Romney has none. He’s a jerk [search for “sort of person”], a frat boy [search for “crown”], and the King of Gaffes.

I’ll need a separate post to outline all of his gaffes (coming soon). But he’s made two in just the last week, and on his first foreign trip as presumptive GOP candidate. He insulted the British, our closest ally, and he gratuitously alienated the Palestinians just to entice a few Jewish votes. If he wins, you can bet he’ll piss off our friends, enrage our rivals, trash any chance for peace in the Middle East, and make our enemies hate us even more. His loose tongue might not start a war, but it will certainly make a new one more probable.

7. Romney can’t make up his mind about anything. He’s flip-flopped on abortion, on health care, on what to do about China, and lately on whether to call the “mandate” portion of “Obamacare” a “tax.” If you want a guy who’ll make a decision today and amend or rescind it tomorrow, Romney’s your man. Good luck if you’re in our armed forces.

8. Romney wants us to put all our energy eggs in the fossil-fuels basket. He disparages wind and solar power, which have no fuel and create no pollution, and in which Germany is investing massively. His approach seems simple: if he doesn’t have a rich crony who’s interested in twenty-first century industry, then he’s not interested either. So it you want a job in a coal mine or an open tar-sands pit, Romney’s your man. If you want a twenty-first century job, vote for Obama.

9. In one of his many gaffes, Romney referred to himself as “unemployed.” Yet he keeps millions in offshore banks and won’t release his tax returns. If you think he has empathy for the real unemployed, let alone the middle class, vote for him. But don’t be surprised if he continues the class warfare that bankers have been winning over our students and the rest of us.

THE DATA
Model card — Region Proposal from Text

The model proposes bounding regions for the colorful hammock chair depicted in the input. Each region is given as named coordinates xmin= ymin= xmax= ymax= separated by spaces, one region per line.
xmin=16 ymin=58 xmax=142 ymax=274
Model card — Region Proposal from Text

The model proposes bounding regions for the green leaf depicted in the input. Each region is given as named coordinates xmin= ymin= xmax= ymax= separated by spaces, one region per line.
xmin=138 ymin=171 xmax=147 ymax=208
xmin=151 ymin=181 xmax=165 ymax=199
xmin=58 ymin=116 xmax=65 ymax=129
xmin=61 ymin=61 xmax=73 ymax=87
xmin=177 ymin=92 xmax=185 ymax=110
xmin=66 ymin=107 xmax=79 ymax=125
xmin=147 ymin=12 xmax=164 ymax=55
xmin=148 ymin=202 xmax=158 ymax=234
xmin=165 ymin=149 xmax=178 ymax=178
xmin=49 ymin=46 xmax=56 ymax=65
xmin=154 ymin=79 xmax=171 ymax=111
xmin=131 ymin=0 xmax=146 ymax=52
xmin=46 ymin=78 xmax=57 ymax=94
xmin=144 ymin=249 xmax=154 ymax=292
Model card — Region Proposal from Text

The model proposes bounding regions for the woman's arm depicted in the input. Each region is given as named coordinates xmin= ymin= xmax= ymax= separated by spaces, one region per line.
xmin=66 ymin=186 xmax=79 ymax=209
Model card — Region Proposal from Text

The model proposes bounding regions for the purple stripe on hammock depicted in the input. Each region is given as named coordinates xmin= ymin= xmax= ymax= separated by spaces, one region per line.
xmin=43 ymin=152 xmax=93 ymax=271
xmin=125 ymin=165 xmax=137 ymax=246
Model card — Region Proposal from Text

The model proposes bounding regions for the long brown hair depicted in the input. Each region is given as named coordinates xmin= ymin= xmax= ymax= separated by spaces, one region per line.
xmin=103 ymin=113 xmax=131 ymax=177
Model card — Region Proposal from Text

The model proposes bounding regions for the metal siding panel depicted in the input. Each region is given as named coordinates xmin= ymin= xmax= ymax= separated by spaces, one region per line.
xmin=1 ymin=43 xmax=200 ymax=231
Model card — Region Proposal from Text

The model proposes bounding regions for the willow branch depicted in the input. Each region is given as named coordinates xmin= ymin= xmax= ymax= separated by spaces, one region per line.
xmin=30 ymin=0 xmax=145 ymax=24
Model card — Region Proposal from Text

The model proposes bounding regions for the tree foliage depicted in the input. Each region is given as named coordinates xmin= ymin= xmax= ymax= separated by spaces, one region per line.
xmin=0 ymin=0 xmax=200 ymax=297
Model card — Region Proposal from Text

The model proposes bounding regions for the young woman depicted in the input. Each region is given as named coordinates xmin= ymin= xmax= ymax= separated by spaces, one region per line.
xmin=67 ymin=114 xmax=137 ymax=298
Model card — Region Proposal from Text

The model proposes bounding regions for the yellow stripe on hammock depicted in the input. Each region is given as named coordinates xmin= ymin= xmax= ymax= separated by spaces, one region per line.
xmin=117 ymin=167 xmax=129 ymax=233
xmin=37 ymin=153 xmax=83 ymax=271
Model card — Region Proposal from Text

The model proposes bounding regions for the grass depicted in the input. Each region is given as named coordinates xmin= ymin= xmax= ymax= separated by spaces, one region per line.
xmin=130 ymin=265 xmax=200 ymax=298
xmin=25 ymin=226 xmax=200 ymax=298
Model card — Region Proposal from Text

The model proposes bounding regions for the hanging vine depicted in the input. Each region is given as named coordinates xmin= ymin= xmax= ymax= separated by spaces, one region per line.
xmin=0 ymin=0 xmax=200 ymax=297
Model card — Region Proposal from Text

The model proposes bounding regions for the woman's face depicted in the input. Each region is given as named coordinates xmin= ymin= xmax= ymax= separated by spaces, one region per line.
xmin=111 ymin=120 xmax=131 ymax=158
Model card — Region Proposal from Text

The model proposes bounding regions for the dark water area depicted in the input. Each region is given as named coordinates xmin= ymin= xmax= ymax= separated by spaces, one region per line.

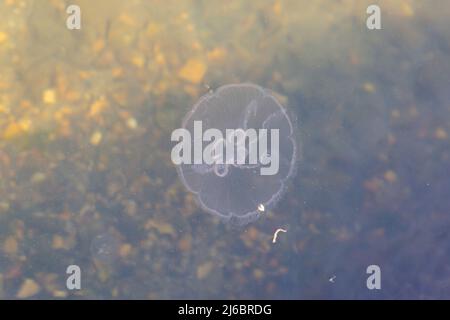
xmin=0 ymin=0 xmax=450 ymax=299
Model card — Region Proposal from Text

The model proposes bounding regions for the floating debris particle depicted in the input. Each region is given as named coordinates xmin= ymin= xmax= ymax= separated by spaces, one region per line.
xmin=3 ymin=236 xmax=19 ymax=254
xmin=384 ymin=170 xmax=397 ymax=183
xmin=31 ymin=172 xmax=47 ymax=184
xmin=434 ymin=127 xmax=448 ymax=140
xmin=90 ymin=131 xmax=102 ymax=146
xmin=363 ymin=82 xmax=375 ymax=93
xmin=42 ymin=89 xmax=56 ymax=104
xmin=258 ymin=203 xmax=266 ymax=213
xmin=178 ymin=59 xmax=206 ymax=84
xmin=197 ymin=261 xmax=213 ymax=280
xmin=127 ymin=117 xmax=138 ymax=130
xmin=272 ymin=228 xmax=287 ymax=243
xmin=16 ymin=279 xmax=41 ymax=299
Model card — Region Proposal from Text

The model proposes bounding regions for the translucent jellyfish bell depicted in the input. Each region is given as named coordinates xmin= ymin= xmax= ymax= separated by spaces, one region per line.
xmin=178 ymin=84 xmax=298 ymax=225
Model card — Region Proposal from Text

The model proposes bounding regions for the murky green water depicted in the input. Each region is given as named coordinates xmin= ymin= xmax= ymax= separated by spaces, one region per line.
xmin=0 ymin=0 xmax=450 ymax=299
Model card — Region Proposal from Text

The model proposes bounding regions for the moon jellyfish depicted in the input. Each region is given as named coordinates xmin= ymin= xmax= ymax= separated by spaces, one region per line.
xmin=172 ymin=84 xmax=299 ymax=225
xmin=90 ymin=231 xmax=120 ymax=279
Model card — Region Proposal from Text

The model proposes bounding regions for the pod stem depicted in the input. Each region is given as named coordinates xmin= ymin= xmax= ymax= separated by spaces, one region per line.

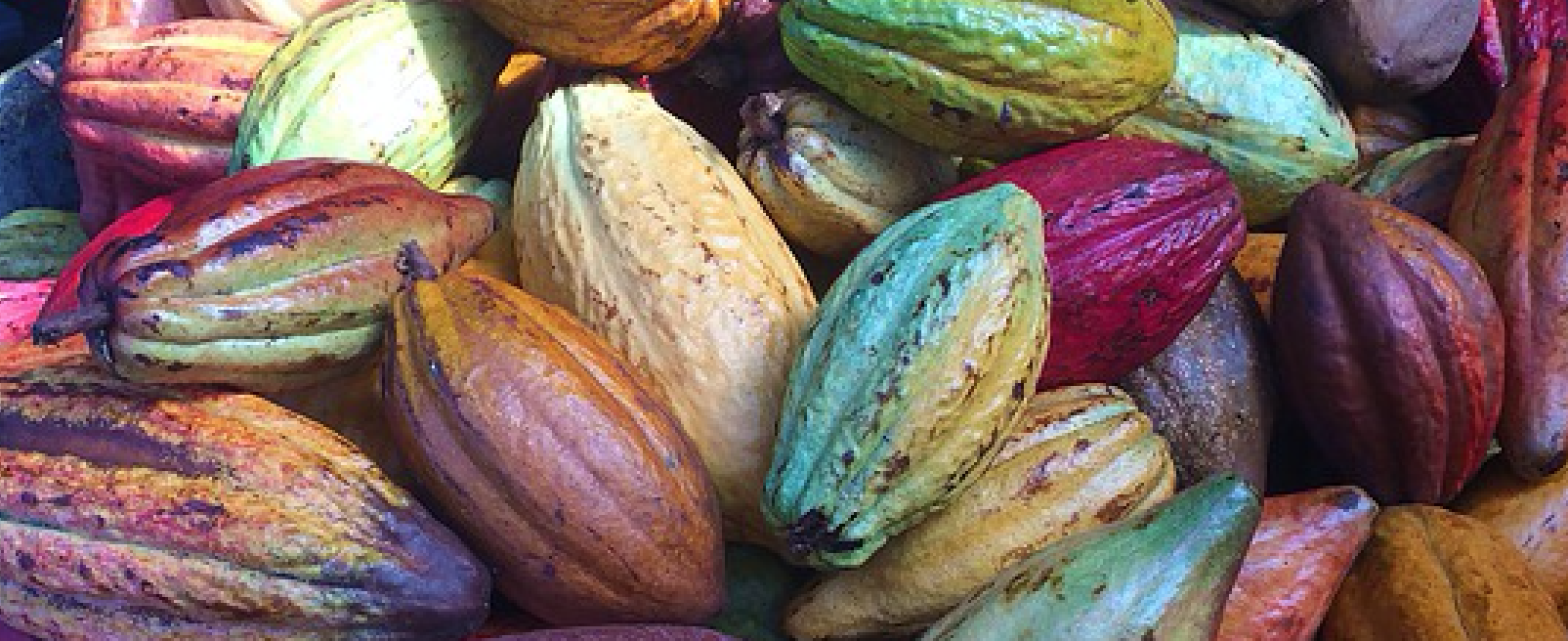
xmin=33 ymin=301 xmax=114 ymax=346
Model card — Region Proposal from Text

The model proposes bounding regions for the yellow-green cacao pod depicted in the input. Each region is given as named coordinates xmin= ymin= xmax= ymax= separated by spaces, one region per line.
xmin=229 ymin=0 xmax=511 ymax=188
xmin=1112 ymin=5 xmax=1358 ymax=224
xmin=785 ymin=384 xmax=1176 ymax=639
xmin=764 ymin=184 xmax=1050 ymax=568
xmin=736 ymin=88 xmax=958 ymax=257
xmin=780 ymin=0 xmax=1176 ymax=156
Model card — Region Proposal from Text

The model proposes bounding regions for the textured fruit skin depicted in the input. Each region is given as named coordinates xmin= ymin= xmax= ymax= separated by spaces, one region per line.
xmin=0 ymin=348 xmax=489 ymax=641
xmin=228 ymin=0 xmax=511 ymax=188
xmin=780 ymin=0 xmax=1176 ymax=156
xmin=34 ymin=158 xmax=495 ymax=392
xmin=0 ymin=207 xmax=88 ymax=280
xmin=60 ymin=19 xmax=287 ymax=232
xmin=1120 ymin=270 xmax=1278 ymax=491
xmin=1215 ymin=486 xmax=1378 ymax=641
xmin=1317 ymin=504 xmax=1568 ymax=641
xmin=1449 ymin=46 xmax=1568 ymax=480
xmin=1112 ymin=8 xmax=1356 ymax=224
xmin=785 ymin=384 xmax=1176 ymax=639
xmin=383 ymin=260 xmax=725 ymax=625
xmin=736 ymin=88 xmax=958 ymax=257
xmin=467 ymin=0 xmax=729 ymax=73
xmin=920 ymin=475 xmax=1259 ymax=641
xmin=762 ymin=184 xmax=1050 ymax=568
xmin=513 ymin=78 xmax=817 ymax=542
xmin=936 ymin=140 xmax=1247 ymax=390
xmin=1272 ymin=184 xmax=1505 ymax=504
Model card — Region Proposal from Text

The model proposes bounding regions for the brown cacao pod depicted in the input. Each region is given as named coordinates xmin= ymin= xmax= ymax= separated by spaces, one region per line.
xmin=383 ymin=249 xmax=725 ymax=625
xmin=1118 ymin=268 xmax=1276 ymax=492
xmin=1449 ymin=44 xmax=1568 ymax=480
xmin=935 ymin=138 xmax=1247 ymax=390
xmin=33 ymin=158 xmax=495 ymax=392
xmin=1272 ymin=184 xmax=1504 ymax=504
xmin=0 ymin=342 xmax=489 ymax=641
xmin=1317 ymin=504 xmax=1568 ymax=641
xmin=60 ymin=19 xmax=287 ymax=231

WHAT TO WORK ON
**a.** Translate this sentence from the Romney text into Spanish: "He disparages wind and solar power, which have no fuel and create no pollution, and in which Germany is investing massively."
**b.** According to the Romney text, on what issues has Romney flip-flopped? List all of them.

ACTIVITY ANSWERS
**a.** Desprecia la energía eólica y la solar, que no tienen combustible ni generan contaminación, y en las que Alemania está invirtiendo masivamente.

**b.**
- Abortion
- Health care
- What to do about China
- Whether to call the "mandate" portion of "Obamacare" a "tax"